Lay out every line of the data below as a numbered list, leaving out the blank lines.
— BEGIN TASK INPUT —
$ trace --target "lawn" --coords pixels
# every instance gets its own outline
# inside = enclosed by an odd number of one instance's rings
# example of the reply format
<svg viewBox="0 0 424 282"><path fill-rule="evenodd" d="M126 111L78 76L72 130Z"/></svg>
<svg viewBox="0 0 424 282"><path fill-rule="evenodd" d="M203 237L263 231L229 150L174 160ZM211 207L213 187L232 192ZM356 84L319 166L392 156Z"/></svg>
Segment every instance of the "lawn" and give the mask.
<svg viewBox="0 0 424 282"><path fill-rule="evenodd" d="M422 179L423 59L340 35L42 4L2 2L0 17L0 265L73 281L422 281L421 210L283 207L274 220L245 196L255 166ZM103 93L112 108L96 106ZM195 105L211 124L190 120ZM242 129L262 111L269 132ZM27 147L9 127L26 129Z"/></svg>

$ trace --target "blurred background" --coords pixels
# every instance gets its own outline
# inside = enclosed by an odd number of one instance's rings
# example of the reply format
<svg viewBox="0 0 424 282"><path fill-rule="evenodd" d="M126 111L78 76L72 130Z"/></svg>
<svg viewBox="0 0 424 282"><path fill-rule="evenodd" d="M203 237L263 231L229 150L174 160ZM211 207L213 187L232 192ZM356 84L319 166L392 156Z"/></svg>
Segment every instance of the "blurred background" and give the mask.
— END TASK INPUT —
● COMPLETED EXERCISE
1. $ trace --target "lawn" --coords pixels
2. # every instance gets its own outline
3. # inside = enclosed by an odd number of one instance's rings
4. # example of the reply format
5. <svg viewBox="0 0 424 282"><path fill-rule="evenodd" d="M126 111L78 76L72 130Z"/></svg>
6. <svg viewBox="0 0 424 282"><path fill-rule="evenodd" d="M203 237L263 231L229 150L174 160ZM211 207L213 187L232 192ZM356 84L319 166L392 156Z"/></svg>
7. Segment every instance of the "lawn" and give the mask.
8. <svg viewBox="0 0 424 282"><path fill-rule="evenodd" d="M422 179L423 59L340 35L42 4L2 2L0 17L0 265L73 281L422 281L421 210L283 207L274 220L245 196L255 166ZM103 93L112 108L96 106ZM195 105L211 124L190 120ZM242 129L262 111L269 132ZM27 147L9 127L26 129Z"/></svg>
9. $ trace --target "blurred background" --coords pixels
10. # every instance gets its own outline
11. # inside = enclosed by an odd number of one instance's rings
12. # example of the reply format
13. <svg viewBox="0 0 424 282"><path fill-rule="evenodd" d="M126 111L78 76L72 130Z"/></svg>
14. <svg viewBox="0 0 424 282"><path fill-rule="evenodd" d="M203 237L263 231L229 150L174 160ZM211 207L213 187L232 192ZM356 84L319 166L392 156Z"/></svg>
15. Segment every instance of the "blurred background" and give the mask.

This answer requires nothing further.